- _Stated problem_
Quote the passage of the piece on minimum alcohol pricing below, starting at "Simply put, it" and ending at "not imagined ones.".

- _Selected excerpt_
It’s a strange policy indeed that fails to prevent a 14-year high death toll and yet at the same time can be said to have saved “hundreds of lives”.

In fact, an analysis of the policy carried out by Public Health Scotland concludes that: “There is no clear evidence that [minimum unit pricing of alcohol] led to reduced alcohol consumption or changes in the severity of alcohol dependence among people drinking at harmful levels.”

And yet problem drinkers – those whose consumption places themselves and others at risk of physical, emotional, psychological or financial harm – provided the overwhelming justification for the policy in the first place. Moderate drinkers – the vast majority of the population – were never the problem.

When MUP was being debated back in 2011, concerns were raised that the dependents of heavy drinkers might become even more financially vulnerable because alcoholics tend to prioritise their own consumption over the needs of their families. This has been borne out by Public Health Scotland: “There is some evidence it increased financial strain among some economically vulnerable groups.”

MUP did not lead to fewer attendances at Accident and Emergency units, or to fewer ambulance call outs. And it did not lead to less alcohol-related crime.

So where does Robison’s justification for this year’s increase in MUP – that it has saved “hundreds of lives” – come from?

Simply put, it is based on hypothetical assumptions about the levels of deaths that might have occurred (but which did not) had the policy not been introduced. In other words, thanks to MUP, Scotland has a better health record than that of a hypothetical, imaginary, parallel universe – perhaps the one where Andrew Garfield rather than Tom Holland plays Spider Man, for example.

It’s a tenuous argument on which to base a policy aimed at reducing actual deaths, not imagined ones.

[Collected data]

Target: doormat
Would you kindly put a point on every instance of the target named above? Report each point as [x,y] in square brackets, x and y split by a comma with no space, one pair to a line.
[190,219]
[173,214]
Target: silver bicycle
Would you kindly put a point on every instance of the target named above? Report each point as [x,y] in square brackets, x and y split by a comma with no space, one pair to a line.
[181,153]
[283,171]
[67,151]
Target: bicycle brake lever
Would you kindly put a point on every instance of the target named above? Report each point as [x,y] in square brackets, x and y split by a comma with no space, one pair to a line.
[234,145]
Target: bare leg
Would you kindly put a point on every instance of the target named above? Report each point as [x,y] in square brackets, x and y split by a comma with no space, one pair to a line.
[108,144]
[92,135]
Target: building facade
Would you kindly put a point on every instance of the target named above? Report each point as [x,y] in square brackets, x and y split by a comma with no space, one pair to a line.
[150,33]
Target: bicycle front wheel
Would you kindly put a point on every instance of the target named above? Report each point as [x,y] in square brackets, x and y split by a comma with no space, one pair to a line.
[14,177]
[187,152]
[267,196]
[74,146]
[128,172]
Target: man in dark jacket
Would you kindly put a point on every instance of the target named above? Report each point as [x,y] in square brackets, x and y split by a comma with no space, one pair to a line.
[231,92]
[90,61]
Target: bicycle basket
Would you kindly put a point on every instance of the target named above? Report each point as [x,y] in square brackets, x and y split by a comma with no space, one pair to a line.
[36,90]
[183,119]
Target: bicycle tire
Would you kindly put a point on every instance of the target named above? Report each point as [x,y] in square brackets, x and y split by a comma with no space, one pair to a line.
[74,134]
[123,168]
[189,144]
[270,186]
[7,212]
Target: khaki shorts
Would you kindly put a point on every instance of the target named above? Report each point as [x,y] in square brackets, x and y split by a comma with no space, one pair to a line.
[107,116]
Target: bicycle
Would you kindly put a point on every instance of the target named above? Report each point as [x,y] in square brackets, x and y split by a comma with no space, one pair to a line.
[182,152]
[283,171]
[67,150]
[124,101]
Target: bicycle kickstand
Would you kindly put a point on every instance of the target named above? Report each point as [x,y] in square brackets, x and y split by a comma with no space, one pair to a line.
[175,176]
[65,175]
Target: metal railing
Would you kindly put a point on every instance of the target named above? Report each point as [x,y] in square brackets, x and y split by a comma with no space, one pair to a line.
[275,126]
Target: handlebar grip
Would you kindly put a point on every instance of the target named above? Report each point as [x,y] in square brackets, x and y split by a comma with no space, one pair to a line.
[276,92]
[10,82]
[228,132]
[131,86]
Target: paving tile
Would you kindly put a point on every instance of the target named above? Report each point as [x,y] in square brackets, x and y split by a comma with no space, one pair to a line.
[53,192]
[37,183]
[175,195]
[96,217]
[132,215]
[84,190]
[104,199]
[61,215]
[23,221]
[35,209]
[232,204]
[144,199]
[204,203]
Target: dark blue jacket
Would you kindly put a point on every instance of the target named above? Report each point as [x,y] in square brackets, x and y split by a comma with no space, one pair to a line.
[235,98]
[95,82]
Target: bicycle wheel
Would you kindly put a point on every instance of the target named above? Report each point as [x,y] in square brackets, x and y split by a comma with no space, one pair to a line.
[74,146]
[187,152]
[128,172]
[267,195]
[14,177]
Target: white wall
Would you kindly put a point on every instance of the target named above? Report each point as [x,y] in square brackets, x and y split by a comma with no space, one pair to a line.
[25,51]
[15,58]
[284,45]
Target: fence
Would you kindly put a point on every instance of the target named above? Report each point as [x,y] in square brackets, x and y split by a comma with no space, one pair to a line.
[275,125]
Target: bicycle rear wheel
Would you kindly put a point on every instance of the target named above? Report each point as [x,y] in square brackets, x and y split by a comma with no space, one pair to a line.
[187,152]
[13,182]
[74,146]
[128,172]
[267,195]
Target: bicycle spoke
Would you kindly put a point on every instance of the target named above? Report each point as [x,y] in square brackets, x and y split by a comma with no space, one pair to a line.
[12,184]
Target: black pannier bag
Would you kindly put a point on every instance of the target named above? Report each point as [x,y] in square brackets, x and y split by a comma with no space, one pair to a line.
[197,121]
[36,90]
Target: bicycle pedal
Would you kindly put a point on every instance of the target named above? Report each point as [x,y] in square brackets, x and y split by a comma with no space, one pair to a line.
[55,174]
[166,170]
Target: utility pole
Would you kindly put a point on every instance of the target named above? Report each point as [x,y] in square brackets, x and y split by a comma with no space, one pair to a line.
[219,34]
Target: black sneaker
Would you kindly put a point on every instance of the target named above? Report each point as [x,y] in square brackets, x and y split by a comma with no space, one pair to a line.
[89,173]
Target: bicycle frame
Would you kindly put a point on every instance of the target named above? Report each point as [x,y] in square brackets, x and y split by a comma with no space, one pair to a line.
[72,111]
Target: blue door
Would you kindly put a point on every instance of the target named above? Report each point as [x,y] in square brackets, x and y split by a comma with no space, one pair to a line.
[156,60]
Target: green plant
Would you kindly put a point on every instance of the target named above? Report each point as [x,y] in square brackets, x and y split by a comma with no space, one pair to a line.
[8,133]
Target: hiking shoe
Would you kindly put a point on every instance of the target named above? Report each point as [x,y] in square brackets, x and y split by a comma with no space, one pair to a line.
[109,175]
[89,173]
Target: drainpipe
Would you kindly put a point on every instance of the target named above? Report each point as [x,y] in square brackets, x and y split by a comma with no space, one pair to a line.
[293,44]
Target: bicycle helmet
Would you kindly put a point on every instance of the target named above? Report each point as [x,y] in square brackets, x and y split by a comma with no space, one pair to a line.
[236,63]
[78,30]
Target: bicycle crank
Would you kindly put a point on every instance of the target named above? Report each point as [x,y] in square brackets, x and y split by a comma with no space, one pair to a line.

- _Answer for this exercise_
Simply put, it is based on hypothetical assumptions about the levels of deaths that might have occurred (but which did not) had the policy not been introduced. In other words, thanks to MUP, Scotland has a better health record than that of a hypothetical, imaginary, parallel universe – perhaps the one where Andrew Garfield rather than Tom Holland plays Spider Man, for example.

It’s a tenuous argument on which to base a policy aimed at reducing actual deaths, not imagined ones.